◆ **Supplied text**
#####

I'm currently on medicare pat D,and it have covers 90% of the cost of medications leaving me a with 10% the copay,which for the most part is under $5 for meds,however in the case for the xiolair the 10% is as i've stated 440 per shot,which i'm required every two weeks.
What was going on before,was that someone think it may have been the hospital itself who was footing the copayment for all these years stopped doing that for whatever reason.
Ouch, a 1000 bucks a month in medicine sounds terribly expensive. Well, I hope you find some way to fix that, whether by getting financial aid from people or by working something out with medicare or your hospital. The way I've often seen it, necessity is the mother of invention. Give it some time and I'm sure you or someone else will figure out a way around it (even if it's something like a genius budget adjustment that frees up the money you need).
Hopefully not derailing the thread too much, but I admit the most I really know about Argentina is my uncle helped put in a large part of your communications infrastructure through his work at L3 Communications. I know I know more than that of course since I'm not surprised by your description of public health care there, but it still saddens me to hear of those kind of problems.

#####

◆ **Provided records**

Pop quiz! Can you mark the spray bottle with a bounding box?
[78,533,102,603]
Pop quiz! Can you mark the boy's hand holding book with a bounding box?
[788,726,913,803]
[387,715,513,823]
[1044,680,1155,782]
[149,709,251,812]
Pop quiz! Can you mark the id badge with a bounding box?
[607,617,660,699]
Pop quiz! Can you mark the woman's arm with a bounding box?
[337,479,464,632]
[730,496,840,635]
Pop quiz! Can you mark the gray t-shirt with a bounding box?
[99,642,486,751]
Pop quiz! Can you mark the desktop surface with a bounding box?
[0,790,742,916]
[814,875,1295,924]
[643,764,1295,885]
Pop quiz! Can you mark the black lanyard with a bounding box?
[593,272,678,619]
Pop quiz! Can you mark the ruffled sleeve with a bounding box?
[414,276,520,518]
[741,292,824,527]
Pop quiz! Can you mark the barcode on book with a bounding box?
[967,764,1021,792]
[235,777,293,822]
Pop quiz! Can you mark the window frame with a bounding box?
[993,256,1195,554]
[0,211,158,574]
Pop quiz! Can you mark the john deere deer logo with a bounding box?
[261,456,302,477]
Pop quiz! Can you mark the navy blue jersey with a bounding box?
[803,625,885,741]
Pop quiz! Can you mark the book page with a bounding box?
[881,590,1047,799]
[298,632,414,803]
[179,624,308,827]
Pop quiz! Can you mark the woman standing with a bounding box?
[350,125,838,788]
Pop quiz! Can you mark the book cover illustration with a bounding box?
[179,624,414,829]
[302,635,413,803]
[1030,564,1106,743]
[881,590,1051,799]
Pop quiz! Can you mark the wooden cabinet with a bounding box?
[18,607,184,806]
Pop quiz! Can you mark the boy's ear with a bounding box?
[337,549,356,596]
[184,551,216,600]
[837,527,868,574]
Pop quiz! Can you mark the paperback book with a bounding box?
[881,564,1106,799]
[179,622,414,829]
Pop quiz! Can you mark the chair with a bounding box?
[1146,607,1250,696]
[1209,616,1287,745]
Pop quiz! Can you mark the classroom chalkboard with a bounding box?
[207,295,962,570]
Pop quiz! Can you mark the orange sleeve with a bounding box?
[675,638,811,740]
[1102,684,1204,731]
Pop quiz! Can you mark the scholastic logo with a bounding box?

#####

◆ **Apply what you read**
1. From the forum thread about medication costs, print the passage from "I'm currently on" up to and including "every two weeks.".
2. In the forum thread about medication costs, how often does the poster need the shot that costs 440 per dose?

◆ **Written answers**
1.
I'm currently on medicare pat D,and it have covers 90% of the cost of medications leaving me a with 10% the copay,which for the most part is under $5 for meds,however in the case for the xiolair the 10% is as i've stated 440 per shot,which i'm required every two weeks.

2. Every two weeks.